### [TASK DIRECTIONS]
Copy out exactly the stretch of the listing below that begins at the line containing "Reviewer note: confirm that each instance of the monitor screen" and ends at the line containing "the white embroidered", and copy nothing outside it.

══════════════════════════════

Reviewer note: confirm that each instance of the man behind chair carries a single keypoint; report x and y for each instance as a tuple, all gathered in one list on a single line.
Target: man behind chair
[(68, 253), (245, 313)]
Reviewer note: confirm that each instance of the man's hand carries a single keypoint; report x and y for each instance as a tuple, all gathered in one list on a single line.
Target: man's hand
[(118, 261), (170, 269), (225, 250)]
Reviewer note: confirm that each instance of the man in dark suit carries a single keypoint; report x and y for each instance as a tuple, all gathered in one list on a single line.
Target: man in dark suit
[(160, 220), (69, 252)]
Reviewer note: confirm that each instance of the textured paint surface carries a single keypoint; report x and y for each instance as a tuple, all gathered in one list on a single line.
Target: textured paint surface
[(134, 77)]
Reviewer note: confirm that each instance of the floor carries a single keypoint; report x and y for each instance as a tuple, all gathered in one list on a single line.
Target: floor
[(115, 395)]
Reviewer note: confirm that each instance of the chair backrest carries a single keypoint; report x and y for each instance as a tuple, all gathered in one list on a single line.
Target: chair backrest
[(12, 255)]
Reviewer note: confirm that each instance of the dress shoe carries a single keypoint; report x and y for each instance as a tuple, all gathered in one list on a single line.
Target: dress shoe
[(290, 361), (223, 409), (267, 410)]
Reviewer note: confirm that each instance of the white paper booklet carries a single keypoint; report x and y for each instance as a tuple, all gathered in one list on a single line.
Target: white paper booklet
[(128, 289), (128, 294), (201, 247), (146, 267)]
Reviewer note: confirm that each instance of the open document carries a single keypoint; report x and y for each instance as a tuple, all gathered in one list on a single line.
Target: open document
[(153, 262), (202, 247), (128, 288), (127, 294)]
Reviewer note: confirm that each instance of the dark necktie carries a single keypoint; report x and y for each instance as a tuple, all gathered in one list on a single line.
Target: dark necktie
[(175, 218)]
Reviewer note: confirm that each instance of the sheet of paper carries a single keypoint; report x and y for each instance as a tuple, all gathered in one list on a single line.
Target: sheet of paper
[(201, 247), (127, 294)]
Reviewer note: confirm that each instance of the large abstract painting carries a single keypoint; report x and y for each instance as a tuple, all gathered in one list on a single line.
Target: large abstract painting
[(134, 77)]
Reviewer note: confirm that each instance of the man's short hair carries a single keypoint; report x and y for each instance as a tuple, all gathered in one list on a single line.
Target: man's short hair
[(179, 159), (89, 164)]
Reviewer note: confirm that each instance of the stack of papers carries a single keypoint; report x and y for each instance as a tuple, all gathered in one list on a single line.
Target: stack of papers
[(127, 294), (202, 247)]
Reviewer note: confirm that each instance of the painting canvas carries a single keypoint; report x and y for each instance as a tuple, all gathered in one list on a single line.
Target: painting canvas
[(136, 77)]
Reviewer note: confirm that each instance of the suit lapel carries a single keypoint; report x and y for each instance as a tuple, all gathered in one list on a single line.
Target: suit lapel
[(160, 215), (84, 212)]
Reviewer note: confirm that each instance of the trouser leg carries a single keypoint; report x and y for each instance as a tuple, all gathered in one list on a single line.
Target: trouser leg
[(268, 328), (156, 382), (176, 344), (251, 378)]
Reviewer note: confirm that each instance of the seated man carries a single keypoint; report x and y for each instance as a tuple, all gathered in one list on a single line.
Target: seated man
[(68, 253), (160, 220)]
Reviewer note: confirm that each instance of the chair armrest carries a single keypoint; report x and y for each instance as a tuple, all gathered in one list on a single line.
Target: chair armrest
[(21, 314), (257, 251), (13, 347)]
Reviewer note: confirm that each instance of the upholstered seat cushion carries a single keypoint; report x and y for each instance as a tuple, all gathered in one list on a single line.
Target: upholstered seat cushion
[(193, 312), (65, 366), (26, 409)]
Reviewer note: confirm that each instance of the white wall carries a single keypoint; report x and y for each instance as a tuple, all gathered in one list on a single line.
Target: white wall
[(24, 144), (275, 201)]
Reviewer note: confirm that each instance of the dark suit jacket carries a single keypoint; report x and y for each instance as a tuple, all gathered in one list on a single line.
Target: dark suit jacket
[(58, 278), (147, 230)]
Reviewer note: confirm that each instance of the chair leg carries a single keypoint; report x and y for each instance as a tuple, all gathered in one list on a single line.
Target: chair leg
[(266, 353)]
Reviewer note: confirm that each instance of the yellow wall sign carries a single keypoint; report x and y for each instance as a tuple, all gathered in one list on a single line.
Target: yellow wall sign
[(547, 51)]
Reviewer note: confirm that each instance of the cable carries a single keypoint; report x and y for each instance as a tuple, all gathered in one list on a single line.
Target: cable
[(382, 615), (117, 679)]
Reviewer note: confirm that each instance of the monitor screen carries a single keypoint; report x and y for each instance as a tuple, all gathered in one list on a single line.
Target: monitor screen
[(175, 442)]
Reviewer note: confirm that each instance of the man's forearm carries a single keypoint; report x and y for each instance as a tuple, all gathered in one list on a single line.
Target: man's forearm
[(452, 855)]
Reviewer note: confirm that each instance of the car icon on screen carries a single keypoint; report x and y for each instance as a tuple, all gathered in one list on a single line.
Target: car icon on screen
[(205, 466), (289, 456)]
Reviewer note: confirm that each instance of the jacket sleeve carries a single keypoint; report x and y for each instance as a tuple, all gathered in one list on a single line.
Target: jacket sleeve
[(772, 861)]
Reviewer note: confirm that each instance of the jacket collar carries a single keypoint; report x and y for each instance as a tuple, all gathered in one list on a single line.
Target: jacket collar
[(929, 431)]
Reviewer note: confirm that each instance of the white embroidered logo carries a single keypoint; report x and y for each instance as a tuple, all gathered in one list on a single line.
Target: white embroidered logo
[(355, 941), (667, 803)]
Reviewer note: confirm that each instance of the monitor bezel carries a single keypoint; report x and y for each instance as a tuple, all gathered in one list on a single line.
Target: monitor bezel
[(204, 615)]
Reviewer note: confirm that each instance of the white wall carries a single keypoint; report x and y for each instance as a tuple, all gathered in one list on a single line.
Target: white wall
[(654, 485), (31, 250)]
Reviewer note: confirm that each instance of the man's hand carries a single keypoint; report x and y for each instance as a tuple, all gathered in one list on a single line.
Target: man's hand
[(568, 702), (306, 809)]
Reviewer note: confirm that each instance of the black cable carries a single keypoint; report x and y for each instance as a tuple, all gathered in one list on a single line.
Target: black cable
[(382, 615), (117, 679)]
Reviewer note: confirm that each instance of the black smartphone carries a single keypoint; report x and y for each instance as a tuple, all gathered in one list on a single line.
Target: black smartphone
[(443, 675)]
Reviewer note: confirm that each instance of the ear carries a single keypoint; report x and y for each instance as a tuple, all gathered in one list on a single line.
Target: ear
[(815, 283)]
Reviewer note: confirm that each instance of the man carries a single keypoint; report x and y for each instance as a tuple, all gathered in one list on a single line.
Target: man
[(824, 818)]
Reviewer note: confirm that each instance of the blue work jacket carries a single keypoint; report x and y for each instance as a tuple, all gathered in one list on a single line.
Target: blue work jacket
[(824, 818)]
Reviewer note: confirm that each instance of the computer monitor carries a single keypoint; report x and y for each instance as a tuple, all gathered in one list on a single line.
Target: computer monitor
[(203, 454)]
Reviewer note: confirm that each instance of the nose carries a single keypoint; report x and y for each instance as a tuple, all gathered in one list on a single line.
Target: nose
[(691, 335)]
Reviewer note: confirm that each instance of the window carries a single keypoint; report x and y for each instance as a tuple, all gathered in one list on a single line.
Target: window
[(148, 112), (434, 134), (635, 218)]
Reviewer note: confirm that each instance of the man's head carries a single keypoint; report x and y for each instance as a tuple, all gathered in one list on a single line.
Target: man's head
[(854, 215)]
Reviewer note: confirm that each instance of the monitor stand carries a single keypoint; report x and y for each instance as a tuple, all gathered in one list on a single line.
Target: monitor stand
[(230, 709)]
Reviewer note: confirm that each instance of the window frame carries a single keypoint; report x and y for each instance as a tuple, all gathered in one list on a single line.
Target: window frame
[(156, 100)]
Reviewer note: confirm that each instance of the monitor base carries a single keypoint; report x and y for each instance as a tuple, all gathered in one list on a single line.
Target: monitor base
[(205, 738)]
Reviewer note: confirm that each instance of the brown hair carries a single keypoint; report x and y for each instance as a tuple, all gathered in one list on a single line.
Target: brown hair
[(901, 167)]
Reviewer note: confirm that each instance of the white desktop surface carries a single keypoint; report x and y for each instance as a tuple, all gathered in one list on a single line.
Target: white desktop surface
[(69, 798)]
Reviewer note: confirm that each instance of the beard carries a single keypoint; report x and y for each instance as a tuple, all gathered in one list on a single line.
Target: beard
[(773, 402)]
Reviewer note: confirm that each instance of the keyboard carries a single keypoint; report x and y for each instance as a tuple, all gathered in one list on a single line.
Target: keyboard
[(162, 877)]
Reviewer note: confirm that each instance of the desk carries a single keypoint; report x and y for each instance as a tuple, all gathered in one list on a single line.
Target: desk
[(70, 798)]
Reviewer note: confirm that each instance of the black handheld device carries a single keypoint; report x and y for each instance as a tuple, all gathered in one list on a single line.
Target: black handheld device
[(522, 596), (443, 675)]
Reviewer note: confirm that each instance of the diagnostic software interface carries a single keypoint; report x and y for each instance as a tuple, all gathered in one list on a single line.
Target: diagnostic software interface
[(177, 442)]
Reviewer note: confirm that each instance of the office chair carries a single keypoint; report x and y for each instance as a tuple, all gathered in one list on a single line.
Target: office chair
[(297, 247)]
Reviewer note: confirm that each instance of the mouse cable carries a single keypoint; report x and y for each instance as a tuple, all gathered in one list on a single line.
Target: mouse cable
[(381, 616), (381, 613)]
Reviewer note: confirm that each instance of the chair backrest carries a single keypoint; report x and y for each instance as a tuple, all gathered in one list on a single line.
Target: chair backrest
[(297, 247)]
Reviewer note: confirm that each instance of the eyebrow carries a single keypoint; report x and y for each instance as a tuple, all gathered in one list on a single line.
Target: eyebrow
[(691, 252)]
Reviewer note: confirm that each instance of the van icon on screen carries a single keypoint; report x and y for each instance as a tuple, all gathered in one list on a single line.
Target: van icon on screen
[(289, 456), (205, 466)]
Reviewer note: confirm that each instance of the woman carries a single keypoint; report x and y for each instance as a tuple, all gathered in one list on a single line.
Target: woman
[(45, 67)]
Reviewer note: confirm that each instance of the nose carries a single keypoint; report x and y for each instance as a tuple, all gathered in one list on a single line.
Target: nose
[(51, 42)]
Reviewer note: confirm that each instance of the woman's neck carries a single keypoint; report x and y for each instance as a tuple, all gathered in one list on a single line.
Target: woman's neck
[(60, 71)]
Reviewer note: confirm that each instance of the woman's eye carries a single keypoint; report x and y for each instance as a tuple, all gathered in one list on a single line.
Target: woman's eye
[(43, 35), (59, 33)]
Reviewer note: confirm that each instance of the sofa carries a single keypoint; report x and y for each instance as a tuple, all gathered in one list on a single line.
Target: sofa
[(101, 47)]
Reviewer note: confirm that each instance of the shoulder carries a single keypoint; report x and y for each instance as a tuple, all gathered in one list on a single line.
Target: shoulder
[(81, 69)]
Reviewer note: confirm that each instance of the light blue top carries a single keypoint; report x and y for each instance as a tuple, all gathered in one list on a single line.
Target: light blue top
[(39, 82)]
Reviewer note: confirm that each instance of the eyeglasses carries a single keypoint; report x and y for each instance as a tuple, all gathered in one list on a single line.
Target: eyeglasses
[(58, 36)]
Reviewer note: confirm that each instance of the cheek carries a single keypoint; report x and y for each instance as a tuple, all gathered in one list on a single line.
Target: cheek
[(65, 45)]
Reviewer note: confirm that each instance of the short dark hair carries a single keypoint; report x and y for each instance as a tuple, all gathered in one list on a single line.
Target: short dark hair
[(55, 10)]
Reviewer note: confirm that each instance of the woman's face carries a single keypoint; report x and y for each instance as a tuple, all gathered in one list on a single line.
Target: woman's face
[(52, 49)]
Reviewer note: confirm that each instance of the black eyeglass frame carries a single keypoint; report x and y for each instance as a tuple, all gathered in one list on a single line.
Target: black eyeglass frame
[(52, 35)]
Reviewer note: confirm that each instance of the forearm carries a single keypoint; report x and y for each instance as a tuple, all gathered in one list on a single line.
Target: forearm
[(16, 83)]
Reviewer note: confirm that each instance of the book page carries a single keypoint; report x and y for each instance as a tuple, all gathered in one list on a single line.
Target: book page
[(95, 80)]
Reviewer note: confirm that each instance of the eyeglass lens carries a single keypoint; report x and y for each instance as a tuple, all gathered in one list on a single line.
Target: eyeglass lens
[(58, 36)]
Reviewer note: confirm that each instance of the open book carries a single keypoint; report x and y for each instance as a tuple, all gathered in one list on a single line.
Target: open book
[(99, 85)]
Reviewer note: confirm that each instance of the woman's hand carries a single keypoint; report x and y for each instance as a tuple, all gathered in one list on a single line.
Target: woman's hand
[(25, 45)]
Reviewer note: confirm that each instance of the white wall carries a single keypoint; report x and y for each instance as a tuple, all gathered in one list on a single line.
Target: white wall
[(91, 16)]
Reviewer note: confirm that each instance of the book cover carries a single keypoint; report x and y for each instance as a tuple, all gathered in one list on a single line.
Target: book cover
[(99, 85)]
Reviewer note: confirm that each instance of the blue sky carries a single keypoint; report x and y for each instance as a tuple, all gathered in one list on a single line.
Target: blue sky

══════════════════════════════

### [WRITTEN ANSWER]
Reviewer note: confirm that each instance of the monitor screen carries a single keypoint; report x and y for each instance as a tuple, all gathered in one list on a single line.
Target: monitor screen
[(175, 442)]
Reviewer note: confirm that each instance of the man's forearm carries a single keypoint; report x and y for each instance as a tuple, all gathered in one list on a single line.
Target: man's forearm
[(452, 855)]
Reviewer note: confirm that each instance of the car icon on screen carries a single keypoint; report x and y for each instance as a tuple, all gathered in one list on a single line.
Target: car icon on screen
[(205, 466), (289, 456)]
Reviewer note: confirm that each instance of the jacket sleeve carries a single keypoint; report x and y for each instance as a tuple, all gathered in one list on a single line.
Target: jacket sleeve
[(772, 861)]
Reviewer note: confirm that each instance of the jacket collar carries a single keypoint; report x and y for each instance as a tuple, all gathered in one list on a single line.
Target: jacket collar
[(929, 431)]
Reviewer note: confirm that each instance of the white embroidered logo carries a single keypoint; report x and y for each instance as a tuple, all gathered in one list on a single line.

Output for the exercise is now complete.